• [Problem]: Reproduce the entries below in full, word for word.

• [Data entries]:
****************************************

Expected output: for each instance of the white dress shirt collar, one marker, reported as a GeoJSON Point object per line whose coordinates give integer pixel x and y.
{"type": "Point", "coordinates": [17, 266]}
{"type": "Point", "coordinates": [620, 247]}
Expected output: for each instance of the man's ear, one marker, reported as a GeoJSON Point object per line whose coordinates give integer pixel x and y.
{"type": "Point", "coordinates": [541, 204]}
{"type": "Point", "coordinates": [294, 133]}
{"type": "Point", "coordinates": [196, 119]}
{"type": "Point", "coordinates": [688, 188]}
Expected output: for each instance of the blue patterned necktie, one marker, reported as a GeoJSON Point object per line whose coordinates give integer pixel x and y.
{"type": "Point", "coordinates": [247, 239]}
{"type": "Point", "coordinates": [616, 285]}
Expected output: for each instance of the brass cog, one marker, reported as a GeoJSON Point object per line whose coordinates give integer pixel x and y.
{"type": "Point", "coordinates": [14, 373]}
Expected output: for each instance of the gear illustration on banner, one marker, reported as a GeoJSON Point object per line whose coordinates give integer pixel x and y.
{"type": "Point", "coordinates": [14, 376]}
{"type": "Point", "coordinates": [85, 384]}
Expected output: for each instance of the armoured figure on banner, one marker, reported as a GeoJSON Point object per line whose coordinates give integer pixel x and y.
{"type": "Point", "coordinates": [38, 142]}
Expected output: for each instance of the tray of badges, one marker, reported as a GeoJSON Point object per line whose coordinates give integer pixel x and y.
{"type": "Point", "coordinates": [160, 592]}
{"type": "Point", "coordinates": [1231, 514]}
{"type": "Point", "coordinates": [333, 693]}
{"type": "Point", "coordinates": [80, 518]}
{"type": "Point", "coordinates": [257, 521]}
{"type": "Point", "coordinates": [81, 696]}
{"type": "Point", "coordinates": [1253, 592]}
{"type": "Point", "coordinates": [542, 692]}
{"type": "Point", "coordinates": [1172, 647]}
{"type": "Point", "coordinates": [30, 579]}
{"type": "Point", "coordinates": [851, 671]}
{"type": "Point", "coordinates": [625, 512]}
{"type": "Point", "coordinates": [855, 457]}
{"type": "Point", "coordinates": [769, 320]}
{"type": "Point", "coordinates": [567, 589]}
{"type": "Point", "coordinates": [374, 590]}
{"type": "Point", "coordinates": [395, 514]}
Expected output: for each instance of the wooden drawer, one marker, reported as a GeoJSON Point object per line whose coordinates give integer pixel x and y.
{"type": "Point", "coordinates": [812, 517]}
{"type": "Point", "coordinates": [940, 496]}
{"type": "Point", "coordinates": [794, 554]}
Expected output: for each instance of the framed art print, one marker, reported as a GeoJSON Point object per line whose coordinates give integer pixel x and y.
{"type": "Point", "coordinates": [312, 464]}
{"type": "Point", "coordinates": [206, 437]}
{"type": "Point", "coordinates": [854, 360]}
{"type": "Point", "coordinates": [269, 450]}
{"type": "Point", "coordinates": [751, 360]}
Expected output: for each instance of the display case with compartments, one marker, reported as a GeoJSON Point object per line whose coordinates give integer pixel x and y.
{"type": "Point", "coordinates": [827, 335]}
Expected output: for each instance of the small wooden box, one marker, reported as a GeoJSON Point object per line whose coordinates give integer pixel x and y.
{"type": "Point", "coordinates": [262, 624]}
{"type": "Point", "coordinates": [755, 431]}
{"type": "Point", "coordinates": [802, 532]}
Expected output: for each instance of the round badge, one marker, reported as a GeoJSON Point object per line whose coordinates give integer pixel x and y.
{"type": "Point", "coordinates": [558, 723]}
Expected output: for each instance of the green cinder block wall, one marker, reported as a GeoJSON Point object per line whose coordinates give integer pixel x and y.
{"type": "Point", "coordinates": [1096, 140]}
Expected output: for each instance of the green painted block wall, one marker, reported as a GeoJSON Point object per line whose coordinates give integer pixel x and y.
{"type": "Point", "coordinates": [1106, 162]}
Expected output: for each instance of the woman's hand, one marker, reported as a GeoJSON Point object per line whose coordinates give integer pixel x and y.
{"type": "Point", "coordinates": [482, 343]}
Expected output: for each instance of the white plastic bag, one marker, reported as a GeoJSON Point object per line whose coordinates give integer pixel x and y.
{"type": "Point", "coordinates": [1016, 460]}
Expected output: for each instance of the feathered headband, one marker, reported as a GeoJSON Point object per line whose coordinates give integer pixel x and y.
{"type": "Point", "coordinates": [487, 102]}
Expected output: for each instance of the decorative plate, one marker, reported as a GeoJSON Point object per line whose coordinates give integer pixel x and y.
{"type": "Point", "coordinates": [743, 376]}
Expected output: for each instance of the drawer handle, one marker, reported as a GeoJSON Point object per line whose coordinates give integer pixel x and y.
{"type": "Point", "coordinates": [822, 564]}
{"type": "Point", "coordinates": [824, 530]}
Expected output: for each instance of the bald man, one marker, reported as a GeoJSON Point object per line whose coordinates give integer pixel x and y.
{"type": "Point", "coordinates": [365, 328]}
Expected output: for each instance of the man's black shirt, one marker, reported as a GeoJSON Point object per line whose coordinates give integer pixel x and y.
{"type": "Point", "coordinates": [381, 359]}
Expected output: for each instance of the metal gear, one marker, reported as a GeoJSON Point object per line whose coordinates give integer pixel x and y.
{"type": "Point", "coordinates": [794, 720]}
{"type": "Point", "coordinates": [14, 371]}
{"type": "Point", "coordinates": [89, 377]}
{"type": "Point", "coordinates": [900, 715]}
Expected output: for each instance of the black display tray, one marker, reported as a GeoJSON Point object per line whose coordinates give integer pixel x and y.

****************************************

• [Answer to this exercise]:
Expected output: for each instance of the white dress shirt collar, one marker, reported as a GeoJSON Point object per line whose coordinates give integer pixel x and y.
{"type": "Point", "coordinates": [17, 266]}
{"type": "Point", "coordinates": [620, 247]}
Expected output: for each instance of the man's ear, one marker, reported as a GeoJSON Point object per line whose coordinates give integer pixel x and y.
{"type": "Point", "coordinates": [541, 204]}
{"type": "Point", "coordinates": [294, 133]}
{"type": "Point", "coordinates": [196, 119]}
{"type": "Point", "coordinates": [688, 188]}
Expected output: for each instance of the blue patterned necktie, one marker, reported as a GeoJSON Point object per line whose coordinates give integer pixel x and y.
{"type": "Point", "coordinates": [247, 239]}
{"type": "Point", "coordinates": [616, 285]}
Expected output: for each instance of the brass cog, one marker, reported as a GeoJSON Point object per line whose coordinates give integer pixel x and y.
{"type": "Point", "coordinates": [14, 373]}
Expected output: for each instance of the gear illustration on banner, one marker, reported as a GeoJSON Point object per line whose coordinates give integer pixel x and y.
{"type": "Point", "coordinates": [14, 376]}
{"type": "Point", "coordinates": [85, 384]}
Expected output: for each instance of the armoured figure on banner, one marker, reported as a GeoJSON Point object per line whose coordinates give integer pixel x and y.
{"type": "Point", "coordinates": [38, 142]}
Expected output: for each instance of the tray of badges, one marker, reported as a GeoJSON Point object per line whose coordinates give integer pixel x and y.
{"type": "Point", "coordinates": [160, 592]}
{"type": "Point", "coordinates": [1231, 514]}
{"type": "Point", "coordinates": [333, 693]}
{"type": "Point", "coordinates": [80, 518]}
{"type": "Point", "coordinates": [257, 521]}
{"type": "Point", "coordinates": [81, 696]}
{"type": "Point", "coordinates": [1253, 592]}
{"type": "Point", "coordinates": [542, 692]}
{"type": "Point", "coordinates": [1172, 647]}
{"type": "Point", "coordinates": [30, 579]}
{"type": "Point", "coordinates": [851, 671]}
{"type": "Point", "coordinates": [625, 512]}
{"type": "Point", "coordinates": [855, 457]}
{"type": "Point", "coordinates": [769, 320]}
{"type": "Point", "coordinates": [567, 589]}
{"type": "Point", "coordinates": [374, 590]}
{"type": "Point", "coordinates": [395, 514]}
Expected output: for each instance of the wooden drawer, one marker, reported as a GeoJSON Point object per line whose coordinates give integer pixel x and y.
{"type": "Point", "coordinates": [812, 517]}
{"type": "Point", "coordinates": [940, 496]}
{"type": "Point", "coordinates": [794, 554]}
Expected output: for each instance of the framed art print, one marker, reported as a GeoJSON Point object per line whose coordinates give integer pixel x and y.
{"type": "Point", "coordinates": [312, 464]}
{"type": "Point", "coordinates": [206, 437]}
{"type": "Point", "coordinates": [854, 360]}
{"type": "Point", "coordinates": [269, 450]}
{"type": "Point", "coordinates": [751, 360]}
Expected output: for each instance of the display case with compartments, one marker, reported as a GeoJSON Point object per line whose coordinates give integer pixel x and y.
{"type": "Point", "coordinates": [827, 335]}
Expected output: for each instance of the small wooden box, one marker, reported as a GeoJSON Point object per line whose coordinates give integer pixel x and y.
{"type": "Point", "coordinates": [262, 624]}
{"type": "Point", "coordinates": [755, 431]}
{"type": "Point", "coordinates": [802, 532]}
Expected output: for each instance of the round badge, one marker, reported as a GeoJSON Point object per line whose coordinates give integer pixel x and y.
{"type": "Point", "coordinates": [558, 723]}
Expected output: for each instance of the green cinder block wall, one marker, reported as a GeoJSON Point object per line whose coordinates give integer pixel x and y.
{"type": "Point", "coordinates": [1096, 140]}
Expected output: for each instance of the green painted block wall, one marker, reported as a GeoJSON Point object per line whose coordinates give integer pixel x and y.
{"type": "Point", "coordinates": [1106, 162]}
Expected output: for each instance of the woman's hand, one marker, reported as a GeoJSON Point object per line whose coordinates give integer pixel x and y.
{"type": "Point", "coordinates": [482, 343]}
Expected output: for each instance of the white plastic bag, one marker, reported as a GeoJSON Point object per line whose coordinates give integer pixel x and y.
{"type": "Point", "coordinates": [1016, 460]}
Expected output: for each instance of the feathered headband, one marker, reported as a GeoJSON Point object per line whose coordinates give integer pixel x and y.
{"type": "Point", "coordinates": [487, 102]}
Expected output: for each instance of the decorative plate, one marker, reported as a GeoJSON Point object per line whose coordinates give integer pixel x and y.
{"type": "Point", "coordinates": [743, 376]}
Expected output: for each instance of the drawer handle, one marker, reported as a GeoJSON Point object per line whose coordinates give integer pixel x and y.
{"type": "Point", "coordinates": [822, 564]}
{"type": "Point", "coordinates": [824, 530]}
Expected output: for each instance of the bald man, one marker, reported as a GeoJSON Point object per line whose coordinates give integer pixel x and y.
{"type": "Point", "coordinates": [365, 328]}
Expected output: for each instance of the man's black shirt, one marker, reported as a GeoJSON Point object per line whose coordinates give integer pixel x and y.
{"type": "Point", "coordinates": [381, 359]}
Expected output: for each instance of the metal gear, one marker, reported as a GeoJSON Point object per line whose coordinates give integer pixel x and y.
{"type": "Point", "coordinates": [794, 720]}
{"type": "Point", "coordinates": [14, 371]}
{"type": "Point", "coordinates": [89, 377]}
{"type": "Point", "coordinates": [900, 715]}
Expected output: for each instance of the black display tray, one marker, reported as a GeoJSON Point object per line whose coordinates give integer pixel x and y.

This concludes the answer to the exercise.